> Data excerpts:
= = = = =
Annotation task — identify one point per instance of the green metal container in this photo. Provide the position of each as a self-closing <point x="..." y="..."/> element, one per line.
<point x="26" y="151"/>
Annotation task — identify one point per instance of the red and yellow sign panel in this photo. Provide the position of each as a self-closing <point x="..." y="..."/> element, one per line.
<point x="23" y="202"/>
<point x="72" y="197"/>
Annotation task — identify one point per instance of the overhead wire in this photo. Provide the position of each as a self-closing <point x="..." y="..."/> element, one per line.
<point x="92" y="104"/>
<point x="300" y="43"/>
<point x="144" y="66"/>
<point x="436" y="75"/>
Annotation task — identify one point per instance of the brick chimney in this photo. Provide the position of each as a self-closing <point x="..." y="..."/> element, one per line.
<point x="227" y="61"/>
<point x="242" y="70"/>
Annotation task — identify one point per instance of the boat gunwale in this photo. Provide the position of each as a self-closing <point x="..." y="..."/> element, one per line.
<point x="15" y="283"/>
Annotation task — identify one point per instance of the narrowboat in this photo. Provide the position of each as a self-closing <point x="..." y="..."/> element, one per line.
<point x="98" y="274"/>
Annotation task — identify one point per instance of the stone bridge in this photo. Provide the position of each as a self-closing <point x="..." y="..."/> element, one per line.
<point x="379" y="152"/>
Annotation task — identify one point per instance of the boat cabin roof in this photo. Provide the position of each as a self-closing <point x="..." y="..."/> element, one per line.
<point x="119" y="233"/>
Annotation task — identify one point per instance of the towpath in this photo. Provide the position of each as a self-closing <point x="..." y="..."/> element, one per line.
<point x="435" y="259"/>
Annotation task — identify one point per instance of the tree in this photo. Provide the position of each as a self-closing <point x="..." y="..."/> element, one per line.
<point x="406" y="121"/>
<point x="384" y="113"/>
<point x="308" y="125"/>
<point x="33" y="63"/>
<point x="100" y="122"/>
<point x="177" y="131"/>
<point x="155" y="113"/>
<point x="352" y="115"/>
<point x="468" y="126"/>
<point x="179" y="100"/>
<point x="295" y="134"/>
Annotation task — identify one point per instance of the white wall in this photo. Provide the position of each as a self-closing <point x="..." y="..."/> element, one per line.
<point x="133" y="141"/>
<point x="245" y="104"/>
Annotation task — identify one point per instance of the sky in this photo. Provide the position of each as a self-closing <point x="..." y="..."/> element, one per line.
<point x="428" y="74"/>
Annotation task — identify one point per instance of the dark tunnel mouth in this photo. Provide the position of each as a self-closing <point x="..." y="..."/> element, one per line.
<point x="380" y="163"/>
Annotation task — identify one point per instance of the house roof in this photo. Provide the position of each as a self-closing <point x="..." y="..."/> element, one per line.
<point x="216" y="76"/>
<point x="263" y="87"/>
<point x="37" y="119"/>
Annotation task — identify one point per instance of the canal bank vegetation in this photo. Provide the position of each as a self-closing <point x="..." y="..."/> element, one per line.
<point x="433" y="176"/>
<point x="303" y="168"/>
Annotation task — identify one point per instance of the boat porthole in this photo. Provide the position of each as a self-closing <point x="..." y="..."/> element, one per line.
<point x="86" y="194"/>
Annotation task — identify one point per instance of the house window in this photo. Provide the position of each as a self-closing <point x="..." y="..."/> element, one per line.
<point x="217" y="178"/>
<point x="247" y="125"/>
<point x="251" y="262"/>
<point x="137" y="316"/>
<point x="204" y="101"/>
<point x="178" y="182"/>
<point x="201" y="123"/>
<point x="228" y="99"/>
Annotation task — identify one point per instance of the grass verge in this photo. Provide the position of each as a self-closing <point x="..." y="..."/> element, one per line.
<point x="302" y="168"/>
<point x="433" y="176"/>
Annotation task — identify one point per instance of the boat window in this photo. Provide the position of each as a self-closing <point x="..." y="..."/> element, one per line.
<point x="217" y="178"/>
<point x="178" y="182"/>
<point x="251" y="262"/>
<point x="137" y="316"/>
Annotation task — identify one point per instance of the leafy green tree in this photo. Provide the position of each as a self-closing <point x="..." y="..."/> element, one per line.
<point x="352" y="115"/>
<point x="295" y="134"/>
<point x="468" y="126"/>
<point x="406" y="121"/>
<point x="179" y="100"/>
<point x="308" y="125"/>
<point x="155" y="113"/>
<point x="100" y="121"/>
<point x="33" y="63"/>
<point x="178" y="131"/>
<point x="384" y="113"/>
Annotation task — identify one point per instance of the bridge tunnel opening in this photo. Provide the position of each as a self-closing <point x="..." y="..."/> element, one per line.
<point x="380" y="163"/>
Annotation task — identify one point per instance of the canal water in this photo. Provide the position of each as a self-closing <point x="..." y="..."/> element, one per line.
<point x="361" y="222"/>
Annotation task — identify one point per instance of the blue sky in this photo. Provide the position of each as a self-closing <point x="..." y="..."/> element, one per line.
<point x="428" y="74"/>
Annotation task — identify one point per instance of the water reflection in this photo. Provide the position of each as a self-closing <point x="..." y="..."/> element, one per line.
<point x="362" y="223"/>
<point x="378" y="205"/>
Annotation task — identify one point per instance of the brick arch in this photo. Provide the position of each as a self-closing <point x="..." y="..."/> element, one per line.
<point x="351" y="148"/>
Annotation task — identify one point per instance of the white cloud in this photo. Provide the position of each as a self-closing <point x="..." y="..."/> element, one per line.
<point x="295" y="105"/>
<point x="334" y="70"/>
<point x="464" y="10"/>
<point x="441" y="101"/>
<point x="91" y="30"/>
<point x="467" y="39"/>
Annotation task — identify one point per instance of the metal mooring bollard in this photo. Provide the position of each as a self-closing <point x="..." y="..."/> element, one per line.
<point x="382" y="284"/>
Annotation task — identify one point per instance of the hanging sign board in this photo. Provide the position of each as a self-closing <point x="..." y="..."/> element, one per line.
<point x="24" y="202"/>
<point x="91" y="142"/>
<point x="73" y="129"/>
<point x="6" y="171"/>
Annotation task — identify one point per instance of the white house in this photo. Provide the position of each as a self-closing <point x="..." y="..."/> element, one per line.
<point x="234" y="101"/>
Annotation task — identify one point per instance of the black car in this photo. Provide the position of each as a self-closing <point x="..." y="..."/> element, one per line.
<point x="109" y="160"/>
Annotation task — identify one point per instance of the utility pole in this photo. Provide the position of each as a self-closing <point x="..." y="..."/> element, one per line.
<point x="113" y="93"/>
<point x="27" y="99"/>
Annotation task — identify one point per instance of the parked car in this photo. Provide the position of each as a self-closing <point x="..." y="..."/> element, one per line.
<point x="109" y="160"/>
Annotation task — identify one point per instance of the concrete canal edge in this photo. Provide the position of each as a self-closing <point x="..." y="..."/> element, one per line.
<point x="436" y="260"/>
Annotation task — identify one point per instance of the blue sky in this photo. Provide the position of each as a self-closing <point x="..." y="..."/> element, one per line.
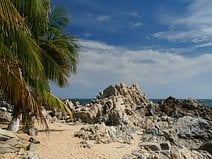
= = = = =
> Task prompt: Exact repetition of each line above is expected; images are to be omitted.

> Result for this task:
Annotation task — identify one point per instance of the green metal container in this photo. Provide the position of each as a self-closing <point x="..." y="..."/> element, one per line.
<point x="26" y="151"/>
Annotation task — identify one point per instance of the red and yellow sign panel in this photo. Provide the position of each as a self-closing <point x="..." y="..."/> element, one per line.
<point x="23" y="202"/>
<point x="72" y="197"/>
Annotation task — identify one point per instance of the overhead wire in this photo. Provide the position of each as a self-closing <point x="..." y="..."/> element, one per line.
<point x="92" y="104"/>
<point x="300" y="43"/>
<point x="144" y="66"/>
<point x="436" y="75"/>
Annotation task — identify one point per instance of the brick chimney in this photo. Provide the position of each as a self-closing <point x="..." y="..."/> element, one per line.
<point x="227" y="61"/>
<point x="242" y="70"/>
Annotation task — identify one point per instance of the boat gunwale in this photo. Provide the position of each as a self-closing <point x="..." y="..."/> element, one per line.
<point x="15" y="283"/>
Annotation task — identify one point per instance of the narrowboat in this photo. Provide the position of each as a self-closing <point x="..." y="..."/> element, one per line.
<point x="98" y="274"/>
Annotation task — identify one point per instance of the stone bridge in this photo. Provide the position of each as a self-closing <point x="..." y="..."/> element, one per line.
<point x="379" y="152"/>
Annotation task — identify one point per instance of the boat cabin roof in this photo. Provide the position of each as a self-closing <point x="..." y="..."/> element, one per line.
<point x="119" y="233"/>
Annotation task — identify one point per instance of the towpath in this photo. Provide the position of each as a self-closing <point x="..." y="..."/> element, one per line.
<point x="435" y="259"/>
Annotation task — identify one point per instance of the tree in this photo. Provide the position of each as a self-closing <point x="..." y="..."/> element, one per line.
<point x="406" y="121"/>
<point x="384" y="113"/>
<point x="308" y="125"/>
<point x="33" y="63"/>
<point x="100" y="122"/>
<point x="177" y="131"/>
<point x="155" y="113"/>
<point x="352" y="115"/>
<point x="468" y="126"/>
<point x="179" y="100"/>
<point x="295" y="134"/>
Annotation task — identify one point per instance of the white wall in this photo. Provide the position of each as a self-closing <point x="..." y="..."/> element, one per line.
<point x="133" y="141"/>
<point x="245" y="104"/>
Annotation task — identify one point per instance of the sky in this photo. Provide the position of each as a self-closing <point x="..." y="..."/> element, one per line.
<point x="428" y="74"/>
Annotation task — identify one point per instance of the dark tunnel mouth in this photo. Provide the position of each as a self-closing <point x="..." y="..."/> element, one per line.
<point x="380" y="163"/>
Annotation task — identify one point per instance of the house roof in this photo. Provide the position of each as a self-closing <point x="..." y="..."/> element, one per line.
<point x="216" y="76"/>
<point x="263" y="87"/>
<point x="37" y="119"/>
Annotation task — identify one point per instance of the canal bank vegetation in this photo. Provide the position of each as a self-closing <point x="..." y="..."/> element, one per line.
<point x="433" y="176"/>
<point x="303" y="168"/>
Annotation task — identify one point per instance of the boat porthole in this photo. Provide the position of each as a self-closing <point x="..." y="..."/> element, one per line.
<point x="86" y="194"/>
Annotation task — identify one point per instance of the house window in this photo. Provide the position of each as a self-closing <point x="..." y="..."/> element, one per line.
<point x="217" y="178"/>
<point x="247" y="125"/>
<point x="251" y="262"/>
<point x="137" y="316"/>
<point x="204" y="101"/>
<point x="178" y="182"/>
<point x="201" y="123"/>
<point x="228" y="99"/>
Annotation task — identify one point per instance of the grass verge in this photo. Provide the position of each as a self-closing <point x="..." y="..."/> element, one per line.
<point x="302" y="168"/>
<point x="433" y="176"/>
Annotation task — identify one point per instance of the boat window in this photo. Provide the position of each as a self-closing <point x="..." y="..."/> element, one per line.
<point x="217" y="178"/>
<point x="178" y="182"/>
<point x="251" y="262"/>
<point x="137" y="316"/>
Annotation task — identify one point per instance of the leafy green tree in this photo. Provide the position of each as a self-closing <point x="..." y="..."/> element, one per line.
<point x="352" y="115"/>
<point x="295" y="134"/>
<point x="468" y="126"/>
<point x="406" y="121"/>
<point x="179" y="100"/>
<point x="308" y="125"/>
<point x="155" y="113"/>
<point x="100" y="121"/>
<point x="33" y="63"/>
<point x="178" y="131"/>
<point x="384" y="113"/>
Annotation task — identify one point per instance of the bridge tunnel opening in this photo. Provide the position of each as a self-closing <point x="..." y="..."/> element, one per line.
<point x="380" y="163"/>
Annotation task — identify one point per instance of the canal water in this photo. Provide the position of each as a self-closing <point x="..." y="..."/> element, one per line.
<point x="361" y="222"/>
Annotation task — identify one point per instance of the blue sky in this photo. Provide the position of each as a self-closing <point x="..." y="..."/> element, one per line.
<point x="428" y="74"/>
Annotation task — identify one point per instance of the water reflection in this photo. Provide the position of each as a self-closing <point x="..." y="..."/> element, one per line.
<point x="362" y="223"/>
<point x="378" y="205"/>
Annotation task — identify one point per instance of the brick arch in this photo. Provide the position of each as a self-closing <point x="..." y="..."/> element, one per line.
<point x="351" y="148"/>
Annotation task — identify one point per instance of the white cloud in this photo. Provide the position of each as a self-closing <point x="..." y="..."/> element, one per line.
<point x="295" y="105"/>
<point x="334" y="70"/>
<point x="464" y="10"/>
<point x="441" y="101"/>
<point x="91" y="30"/>
<point x="467" y="39"/>
Annotation task — identify one point per instance of the metal mooring bollard in this photo. Provide the position of each as a self-closing <point x="..." y="..."/> element, one per line.
<point x="382" y="284"/>
Annotation task — identify one point per instance of the hanging sign board in this photo. Provide the position of each as a self-closing <point x="..." y="..."/> element, one per line.
<point x="24" y="202"/>
<point x="91" y="142"/>
<point x="73" y="129"/>
<point x="6" y="171"/>
Annotation task — identify one point per instance of the white house in this photo. Provide the position of each as a self-closing <point x="..." y="..."/> element, one per line.
<point x="234" y="101"/>
Annotation task — identify one point per instance of the black car in this photo. Provide the position of each as a self-closing <point x="..." y="..."/> element, one per line.
<point x="109" y="160"/>
Annotation task — identify one point per instance of the utility pole in this photo. Provide the position of each as a self-closing <point x="..." y="..."/> element, one per line.
<point x="113" y="93"/>
<point x="27" y="99"/>
Annotation task — identify one point per instance of the parked car in this photo. Provide the position of each as a self-closing <point x="..." y="..."/> element, one per line.
<point x="109" y="160"/>
Annotation task — identify one point per instance of the concrete canal edge in this photo. Provide the position of each as a self-closing <point x="..." y="..."/> element, one per line.
<point x="436" y="260"/>
Annotation task — identify one point per instance of the blue sky in this photo. Provide the position of each as a self-closing <point x="..." y="..."/> element, one per line.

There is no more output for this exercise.